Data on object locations

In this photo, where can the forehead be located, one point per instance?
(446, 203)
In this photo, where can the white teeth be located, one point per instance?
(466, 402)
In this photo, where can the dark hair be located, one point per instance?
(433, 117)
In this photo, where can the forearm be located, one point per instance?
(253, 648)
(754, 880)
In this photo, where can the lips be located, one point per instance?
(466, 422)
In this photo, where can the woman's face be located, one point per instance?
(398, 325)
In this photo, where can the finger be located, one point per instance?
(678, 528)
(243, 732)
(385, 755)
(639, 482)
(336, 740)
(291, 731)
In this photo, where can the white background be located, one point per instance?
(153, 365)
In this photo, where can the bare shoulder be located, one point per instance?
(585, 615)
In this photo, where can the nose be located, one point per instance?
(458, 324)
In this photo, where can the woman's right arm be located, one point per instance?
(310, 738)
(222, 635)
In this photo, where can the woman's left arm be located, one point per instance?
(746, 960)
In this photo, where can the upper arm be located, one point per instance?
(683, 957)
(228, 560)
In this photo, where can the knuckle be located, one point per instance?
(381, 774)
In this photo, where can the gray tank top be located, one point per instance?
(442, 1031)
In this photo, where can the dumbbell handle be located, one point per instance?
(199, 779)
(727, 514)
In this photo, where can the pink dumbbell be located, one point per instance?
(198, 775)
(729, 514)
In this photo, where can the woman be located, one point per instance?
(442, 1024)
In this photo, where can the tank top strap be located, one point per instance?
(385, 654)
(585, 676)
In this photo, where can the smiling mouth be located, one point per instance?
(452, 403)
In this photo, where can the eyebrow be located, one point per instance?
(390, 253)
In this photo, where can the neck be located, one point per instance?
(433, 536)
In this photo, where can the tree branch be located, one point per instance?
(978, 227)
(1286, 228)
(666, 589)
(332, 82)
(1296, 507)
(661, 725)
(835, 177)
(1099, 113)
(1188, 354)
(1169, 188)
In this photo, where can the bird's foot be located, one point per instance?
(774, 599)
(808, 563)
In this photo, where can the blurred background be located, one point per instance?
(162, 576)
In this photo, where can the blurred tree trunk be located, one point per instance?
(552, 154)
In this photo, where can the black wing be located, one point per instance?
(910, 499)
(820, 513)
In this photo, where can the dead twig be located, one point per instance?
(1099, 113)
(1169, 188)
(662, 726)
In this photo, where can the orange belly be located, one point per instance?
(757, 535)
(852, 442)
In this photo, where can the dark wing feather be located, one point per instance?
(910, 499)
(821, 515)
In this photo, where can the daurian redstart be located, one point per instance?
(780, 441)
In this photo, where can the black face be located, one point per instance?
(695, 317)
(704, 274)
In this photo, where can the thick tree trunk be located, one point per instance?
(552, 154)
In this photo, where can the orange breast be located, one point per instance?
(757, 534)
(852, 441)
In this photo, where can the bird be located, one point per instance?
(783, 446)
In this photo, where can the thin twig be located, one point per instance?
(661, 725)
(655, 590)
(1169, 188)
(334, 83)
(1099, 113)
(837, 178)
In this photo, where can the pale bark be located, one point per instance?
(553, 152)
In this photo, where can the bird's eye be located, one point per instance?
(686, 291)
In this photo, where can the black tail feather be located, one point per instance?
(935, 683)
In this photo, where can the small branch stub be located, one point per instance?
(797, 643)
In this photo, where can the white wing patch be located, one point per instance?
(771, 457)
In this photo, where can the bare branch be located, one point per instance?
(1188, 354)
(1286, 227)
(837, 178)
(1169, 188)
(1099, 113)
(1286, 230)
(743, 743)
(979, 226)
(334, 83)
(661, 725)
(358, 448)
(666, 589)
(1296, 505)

_Prompt_.
Rewrite the data above, replacing "one point per instance" with "one point for each instance" wherever it occurs and leaving everything else unchanged.

_Response_.
In this photo, where can the forehead be located, one point for each instance?
(446, 203)
In this photo, where can the white teeth be located, one point for each instance?
(466, 402)
In this photo, where can the dark hair be located, one point for each instance?
(433, 117)
In this photo, where can the forearm be located, one point for each instance?
(253, 648)
(754, 880)
In this photo, where can the lips be located, one point for each instance?
(466, 422)
In this photo, where can the woman's face be located, one point for each instance?
(398, 325)
In this photo, where can the finger be located, one point for each instance?
(678, 528)
(243, 732)
(385, 755)
(639, 482)
(336, 740)
(291, 731)
In this photo, where can the white background be located, one point for each instance?
(153, 365)
In this photo, where can the bare shoulder be located, one point for each instance?
(585, 615)
In this photo, where can the nose be located, one point for each instance?
(458, 324)
In this photo, where can the woman's right arm be located, one point for each instance?
(310, 738)
(222, 635)
In this photo, where can the woman's left arm be located, one point for each instance?
(746, 960)
In this photo, where can the upper arm be located, one point for each instance?
(683, 957)
(228, 560)
In this photo, where can the knuckle be located, one point for each instance?
(381, 774)
In this photo, where can the gray tank top be located, one point for each instance?
(442, 1031)
In this photo, where can the dumbbell handle be located, one point for each instance?
(199, 779)
(727, 514)
In this photo, where can the pink dumbbell be located, one point for each instance?
(198, 775)
(729, 514)
In this photo, where can the woman be located, one point for each instance?
(442, 1024)
In this photo, where can the tank top strap be located, one point for each instance?
(385, 654)
(585, 676)
In this photo, where can the smiling mouth be located, one point for each instance?
(452, 403)
In this photo, where can the eyebrow be located, one point for each instance?
(390, 253)
In this photo, where can the neck be located, one point for each instance?
(433, 536)
In this photo, where can the tree branch be located, one point for each instance?
(978, 227)
(1286, 228)
(666, 589)
(332, 82)
(1296, 507)
(661, 725)
(835, 177)
(1099, 113)
(1188, 354)
(1169, 188)
In this photo, where can the bird's foot be located, one point for each instance?
(774, 599)
(808, 563)
In this photo, where can the blurred background be located, one point for each instance?
(162, 576)
In this photo, where can the blurred tree trunk be located, one point for each instance?
(552, 154)
In this photo, where can the black wing be located, one point for each instance?
(910, 499)
(820, 513)
In this photo, where can the dead twig be located, one point for each instance?
(1099, 113)
(1169, 188)
(662, 726)
In this photo, where can the orange belly be located, one point for each instance?
(757, 535)
(852, 442)
In this photo, where can the dark wing feather be located, one point for each instance?
(910, 499)
(821, 515)
In this photo, where can the daurian redstart be located, one point for each instance?
(780, 441)
In this photo, where can the black face be located, one point for each instance?
(695, 317)
(704, 274)
In this photo, where can the thick tree trunk be located, one point for each instance?
(552, 154)
In this photo, where can the orange breast be located, one point for each instance?
(757, 534)
(852, 441)
In this photo, where can the bird be located, one point for each instance?
(783, 446)
In this photo, where can the thin twig be located, one point for each instance?
(661, 725)
(655, 590)
(1169, 188)
(334, 83)
(1099, 113)
(837, 178)
In this photo, where can the pale bark be located, one point for each instance?
(553, 152)
In this photo, where can the bird's eye be located, one point for each instance?
(686, 291)
In this photo, where can the black tail feather be located, one point for each instance?
(935, 683)
In this photo, where can the small branch stub be located, one point for each instance?
(797, 643)
In this photo, where can the white wing patch be located, one point for each instance?
(771, 457)
In this photo, where can the bare branch be located, one point for each instance?
(1188, 354)
(1286, 227)
(837, 178)
(1169, 188)
(1099, 113)
(1286, 230)
(743, 743)
(979, 226)
(334, 83)
(661, 725)
(358, 448)
(666, 589)
(1296, 505)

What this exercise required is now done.